▸ INPUT ROWS
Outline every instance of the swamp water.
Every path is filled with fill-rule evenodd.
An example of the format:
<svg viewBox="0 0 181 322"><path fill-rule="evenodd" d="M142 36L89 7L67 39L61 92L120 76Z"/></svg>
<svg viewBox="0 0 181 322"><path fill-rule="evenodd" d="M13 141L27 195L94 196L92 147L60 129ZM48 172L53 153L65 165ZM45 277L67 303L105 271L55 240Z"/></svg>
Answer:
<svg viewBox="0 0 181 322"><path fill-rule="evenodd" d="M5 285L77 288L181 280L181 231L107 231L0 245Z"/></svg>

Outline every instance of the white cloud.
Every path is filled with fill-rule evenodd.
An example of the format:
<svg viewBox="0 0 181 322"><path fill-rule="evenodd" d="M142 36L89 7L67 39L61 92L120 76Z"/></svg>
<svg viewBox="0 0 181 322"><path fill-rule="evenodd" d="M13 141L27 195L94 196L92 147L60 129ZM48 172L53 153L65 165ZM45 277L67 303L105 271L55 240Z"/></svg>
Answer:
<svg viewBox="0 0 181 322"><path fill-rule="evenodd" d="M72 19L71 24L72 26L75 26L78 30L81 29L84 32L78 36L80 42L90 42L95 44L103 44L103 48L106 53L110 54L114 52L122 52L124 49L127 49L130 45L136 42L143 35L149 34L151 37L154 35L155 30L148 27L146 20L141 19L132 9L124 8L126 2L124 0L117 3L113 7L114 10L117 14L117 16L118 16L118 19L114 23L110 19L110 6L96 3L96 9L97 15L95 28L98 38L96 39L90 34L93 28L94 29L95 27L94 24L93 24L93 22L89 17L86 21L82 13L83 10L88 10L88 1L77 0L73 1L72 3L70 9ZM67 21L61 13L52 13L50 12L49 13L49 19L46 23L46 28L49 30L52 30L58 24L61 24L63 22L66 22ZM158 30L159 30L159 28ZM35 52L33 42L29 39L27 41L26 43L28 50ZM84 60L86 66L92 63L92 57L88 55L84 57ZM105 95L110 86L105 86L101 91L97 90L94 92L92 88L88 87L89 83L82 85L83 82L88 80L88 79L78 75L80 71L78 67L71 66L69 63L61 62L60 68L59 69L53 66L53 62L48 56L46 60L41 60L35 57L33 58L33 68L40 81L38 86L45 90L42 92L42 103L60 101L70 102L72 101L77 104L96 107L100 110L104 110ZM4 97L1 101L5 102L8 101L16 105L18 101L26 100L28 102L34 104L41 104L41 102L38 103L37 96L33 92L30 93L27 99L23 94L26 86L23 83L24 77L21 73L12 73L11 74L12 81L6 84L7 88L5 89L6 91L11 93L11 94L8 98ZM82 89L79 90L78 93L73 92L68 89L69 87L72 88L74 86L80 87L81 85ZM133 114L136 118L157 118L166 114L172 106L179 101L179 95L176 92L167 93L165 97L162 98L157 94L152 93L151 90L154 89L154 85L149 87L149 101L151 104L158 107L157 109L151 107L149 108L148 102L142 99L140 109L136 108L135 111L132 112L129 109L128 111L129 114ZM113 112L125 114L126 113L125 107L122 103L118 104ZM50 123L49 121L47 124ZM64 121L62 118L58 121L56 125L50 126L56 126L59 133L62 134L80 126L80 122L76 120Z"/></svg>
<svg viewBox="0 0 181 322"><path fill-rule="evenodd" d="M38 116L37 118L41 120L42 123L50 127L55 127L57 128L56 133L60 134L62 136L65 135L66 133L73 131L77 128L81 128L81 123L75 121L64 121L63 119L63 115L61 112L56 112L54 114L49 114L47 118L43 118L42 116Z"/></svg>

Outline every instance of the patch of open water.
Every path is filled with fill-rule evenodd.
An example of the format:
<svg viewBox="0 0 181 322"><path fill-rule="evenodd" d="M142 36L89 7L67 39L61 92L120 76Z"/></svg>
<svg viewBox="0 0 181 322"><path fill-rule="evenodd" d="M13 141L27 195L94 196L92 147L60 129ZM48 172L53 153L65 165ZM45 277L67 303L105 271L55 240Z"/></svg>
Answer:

▸ EXERCISE DETAILS
Can you copy the listing above line for line, without changing a single character?

▸ WORKED SOLUTION
Outline every instance of the swamp water.
Every path is filled with fill-rule evenodd.
An example of the format:
<svg viewBox="0 0 181 322"><path fill-rule="evenodd" d="M142 36L89 7L67 39L61 92L120 76Z"/></svg>
<svg viewBox="0 0 181 322"><path fill-rule="evenodd" d="M13 141L27 195L94 196L92 147L60 129ZM48 172L53 153L65 165ZM45 277L67 303L105 271L55 240Z"/></svg>
Answer:
<svg viewBox="0 0 181 322"><path fill-rule="evenodd" d="M5 285L77 288L181 280L181 231L107 231L0 245Z"/></svg>

Outline every instance of the white cloud.
Every path is filled with fill-rule evenodd.
An example of the format:
<svg viewBox="0 0 181 322"><path fill-rule="evenodd" d="M142 36L89 7L67 39L61 92L120 76Z"/></svg>
<svg viewBox="0 0 181 322"><path fill-rule="evenodd" d="M13 141L27 195L94 196L92 147L60 129ZM48 172L53 153L65 165ZM45 277L67 303L105 271L55 240Z"/></svg>
Answer:
<svg viewBox="0 0 181 322"><path fill-rule="evenodd" d="M72 19L71 24L72 26L75 26L78 30L81 29L84 32L78 36L80 42L90 42L95 44L103 44L103 48L106 53L110 54L114 52L122 52L124 49L127 49L130 45L136 42L143 35L149 34L151 37L154 35L155 30L148 27L146 20L141 19L132 9L124 8L126 2L124 0L117 3L113 7L114 10L117 14L117 16L118 16L118 19L114 23L110 19L110 6L96 3L96 9L97 15L95 28L98 38L96 39L90 34L93 28L94 29L95 27L94 24L93 24L93 22L89 17L86 21L82 13L83 10L88 10L88 1L77 0L73 1L72 3L70 9ZM67 21L61 13L52 13L50 12L49 13L49 19L46 23L46 28L49 30L52 30L58 24L61 24L63 22L66 22ZM158 30L159 30L159 28ZM35 52L33 42L29 39L27 41L26 43L28 50ZM84 60L86 66L92 63L92 57L88 55L84 57ZM105 95L110 86L105 86L101 91L97 90L94 92L92 88L88 87L89 83L82 85L83 82L88 80L88 79L78 75L80 71L78 67L71 66L69 63L61 62L60 68L59 69L53 66L53 62L48 56L46 60L41 60L35 57L33 58L33 68L40 81L38 86L45 90L42 92L42 103L60 101L70 102L72 101L77 104L96 107L100 110L104 110ZM4 97L1 101L5 102L8 101L16 105L18 101L26 100L28 102L34 104L41 104L41 102L38 103L37 96L33 92L30 93L27 99L23 94L26 86L23 83L24 77L21 73L12 73L11 74L12 81L6 84L7 88L5 89L6 91L11 93L11 94L8 98ZM82 89L79 90L78 93L73 92L68 89L69 87L72 88L74 86L80 87L81 85ZM133 114L136 118L157 118L166 114L172 106L179 101L179 95L176 92L167 93L165 97L162 98L157 94L152 93L151 90L154 89L154 85L149 87L149 101L151 104L158 107L157 109L151 107L149 108L148 102L142 99L140 109L136 108L135 111L132 112L129 109L128 111L129 114ZM113 112L125 114L126 113L125 107L122 103L118 104ZM50 123L49 121L47 124ZM64 121L62 118L58 121L56 125L50 126L56 126L59 133L62 134L80 126L80 122L76 120Z"/></svg>
<svg viewBox="0 0 181 322"><path fill-rule="evenodd" d="M38 116L37 118L41 120L42 123L50 127L55 127L57 128L56 133L60 134L62 136L65 135L66 133L73 131L77 128L81 128L81 123L75 121L64 121L63 119L63 115L61 112L56 112L54 114L49 114L47 118L43 118L42 116Z"/></svg>

Outline every instance of the patch of open water.
Every path is filled with fill-rule evenodd.
An example of the format:
<svg viewBox="0 0 181 322"><path fill-rule="evenodd" d="M142 36L89 7L67 39L61 92L120 76Z"/></svg>
<svg viewBox="0 0 181 322"><path fill-rule="evenodd" d="M13 141L27 195L94 196L92 147L60 129ZM48 172L53 153L65 165ZM45 277L67 303L105 271L55 240Z"/></svg>
Answer:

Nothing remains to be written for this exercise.